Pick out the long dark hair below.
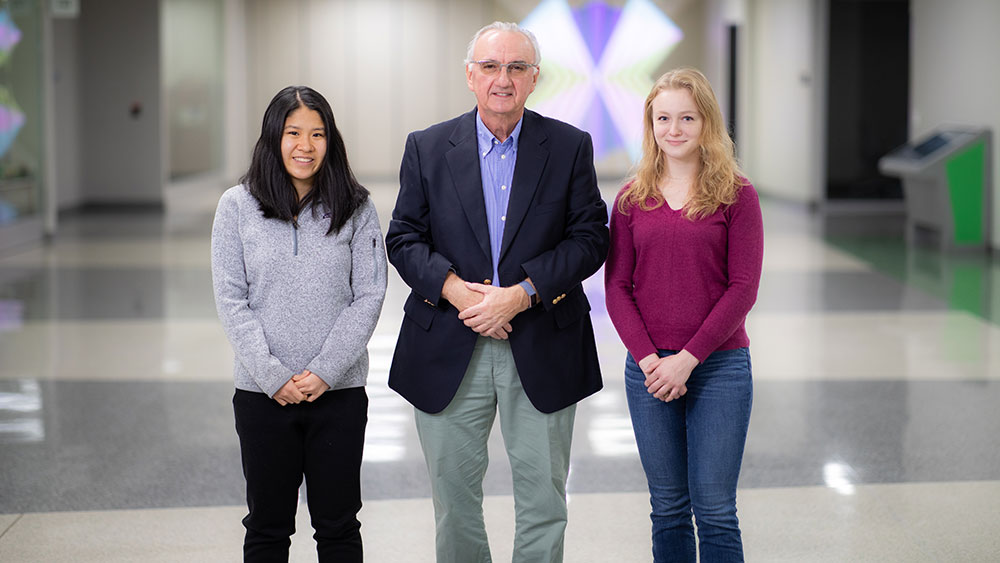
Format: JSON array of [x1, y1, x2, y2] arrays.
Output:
[[240, 86, 368, 234]]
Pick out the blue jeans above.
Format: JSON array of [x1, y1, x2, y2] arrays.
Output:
[[625, 348, 753, 563]]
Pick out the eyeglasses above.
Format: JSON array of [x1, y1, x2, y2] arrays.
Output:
[[472, 60, 538, 78]]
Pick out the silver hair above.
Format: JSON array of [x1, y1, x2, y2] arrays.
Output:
[[465, 22, 542, 67]]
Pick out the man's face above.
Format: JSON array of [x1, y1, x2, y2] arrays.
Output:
[[465, 31, 538, 124]]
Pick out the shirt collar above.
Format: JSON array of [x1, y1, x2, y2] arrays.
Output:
[[476, 111, 524, 156]]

### Task goal
Swap each "Pick out" for "Find" in the lines from the one with "Pick out the eyeglasses above." through the last line, and give back only those lines with nothing else changed.

### Result below
Find the eyeglasses above.
Format: JSON array of [x1, y1, x2, y2] arrays.
Output:
[[472, 60, 538, 78]]
Find the silver hair above.
Format: JSON array of [x1, y1, x2, y2] arrays.
Output:
[[465, 22, 542, 67]]
Find the man's face above.
Format: JSON array of [x1, y1, x2, y2] arrays.
Output:
[[465, 31, 538, 124]]
Find the shirt collar above.
Format: JSON array of [x1, y1, x2, y2] arrays.
Output:
[[476, 111, 524, 156]]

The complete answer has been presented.